> SOURCE EXTRACT:
* * *

2. Description of Related Art
It is known (for example by EP0049677) to produce a drying unit for ligneous waste incorporating drying means supplied by the combustive gases produced by a boiler.
This device makes direct use of the combustive gases. However, the latter incorporate residues, which impregnate, to a greater or lesser extent, the dry material and limit the subsequent use of such material.
It is thus impossible to implement such a drying unit to dehydrate edible materials that are intended to be consumed afterwards (for example by animals).
Even for the drying and dehydration of ligneous waste, the combustion residues impregnate the wood thereby altering its external aspect. The combustion residues are then likely to seep out of the wood leading to pollution in dwelling places. The combustion residues are also likely to hinder any future transformation of the wood (for example its use in furniture) by modifying its mechanical properties.
The aim of the invention is to propose a hot gas generator that overcomes these drawbacks.
The generator according to the invention is thus able to generate a current of hot gas whose chemical properties can be fully controlled.
Furthermore, the generator according to the invention also enables the temperature of the gases generated to be controlled whilst enabling the thermal energy of the burner or heating appliance to be recovered with excellent efficiency.
The generator according to the invention may implement burners or heating appliances based on different technologies and using all types of fuel. In all cases, it ensures the generation of a hot and clean gas which does not disturb the drying or dehydration process.
Thus, the invention relates to a hot gas generator, namely for a dehydration or drying unit, such generator incorporating a burner or a heating appliance and wherein it incorporates at least one exchange circuit incorporating at least one manifold in which the gas circulates that is to be heated, such manifold incorporating one intake end for cool gas and one exhaust outlet end for the hot gas, such manifold having a thermal exchange surface for the combustive gases generated by the burner or heating appliance and the gas to be heated circulating in the manifold, the manifold furthermore proving a physical separation between the heated gases and the combustive gases generated by the burner or heating appliance.
The manifold or manifolds of the exchange circuits will preferably be oriented such that the heated gas flow circulates in the manifold in a direction that is the opposite of that of the combustive gas flow from the burner or heating appliance.
The hot gas generator may incorporate means enabling the flow rate of the gases exiting the different manifolds to be regulated.
Each exchange circuit may furthermore incorporate an outlet collector channel and at least one inlet channel, the outlet channel and the inlet channel are connected to one another by manifolds which are substantially parallel to one another.
The inlet channels and the outlet channel may be substantially ring-shaped.
The hot gas generator may incorporate at least one set of manifolds having an undulated profile.
It may thus comprise an O-shaped duct to collect the hot gases, such duct being linked to the outlet collector by tubes.
It may furthermore comprise an inlet duct for cool gas which will be connected to the different inlet channels by tubes.
According to a particular embodiment, the means enabling the flow rate of the hot gases to be regulated will be constituted by valves positioned between the cool gas inlet duct and each tube linking this duct to the different inlet channels.

* * *

> DATASET:
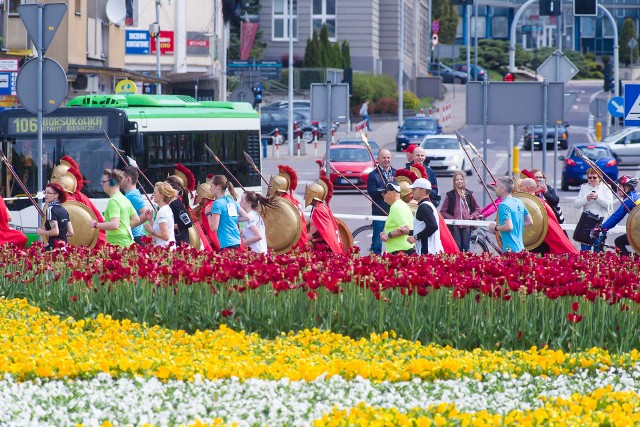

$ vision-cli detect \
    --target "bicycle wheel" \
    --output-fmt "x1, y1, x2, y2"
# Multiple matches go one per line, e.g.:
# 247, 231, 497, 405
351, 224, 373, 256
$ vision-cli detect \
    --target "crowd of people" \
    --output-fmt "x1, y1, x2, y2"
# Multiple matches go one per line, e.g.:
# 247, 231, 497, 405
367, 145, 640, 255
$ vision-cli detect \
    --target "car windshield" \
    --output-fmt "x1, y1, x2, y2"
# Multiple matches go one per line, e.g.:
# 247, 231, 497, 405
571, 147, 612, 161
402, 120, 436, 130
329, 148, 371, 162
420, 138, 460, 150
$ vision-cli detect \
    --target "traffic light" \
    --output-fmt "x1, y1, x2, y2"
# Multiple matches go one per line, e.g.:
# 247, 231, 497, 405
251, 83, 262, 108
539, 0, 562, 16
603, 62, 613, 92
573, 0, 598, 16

* * *

> TASK 1:
Print everything from "The hot gas generator may incorporate means" down to "channels by tubes." in the hot gas generator text.
> TASK 2:
Swap "Multiple matches" for "Several matches" in everything from the start of the entries down to the line containing "367, 145, 640, 255", and give back only those lines, otherwise unchanged. Leave the picture out.
The hot gas generator text and the entries are unrelated material.

> CORRECT OUTPUT 1:
The hot gas generator may incorporate means enabling the flow rate of the gases exiting the different manifolds to be regulated.
Each exchange circuit may furthermore incorporate an outlet collector channel and at least one inlet channel, the outlet channel and the inlet channel are connected to one another by manifolds which are substantially parallel to one another.
The inlet channels and the outlet channel may be substantially ring-shaped.
The hot gas generator may incorporate at least one set of manifolds having an undulated profile.
It may thus comprise an O-shaped duct to collect the hot gases, such duct being linked to the outlet collector by tubes.
It may furthermore comprise an inlet duct for cool gas which will be connected to the different inlet channels by tubes.

> CORRECT OUTPUT 2:
$ vision-cli detect \
    --target "bicycle wheel" \
    --output-fmt "x1, y1, x2, y2"
# Several matches go one per line, e.g.:
# 247, 231, 497, 405
351, 224, 373, 256
$ vision-cli detect \
    --target "crowd of people" \
    --output-fmt "x1, y1, x2, y2"
# Several matches go one per line, e.g.:
# 247, 231, 497, 405
367, 145, 640, 255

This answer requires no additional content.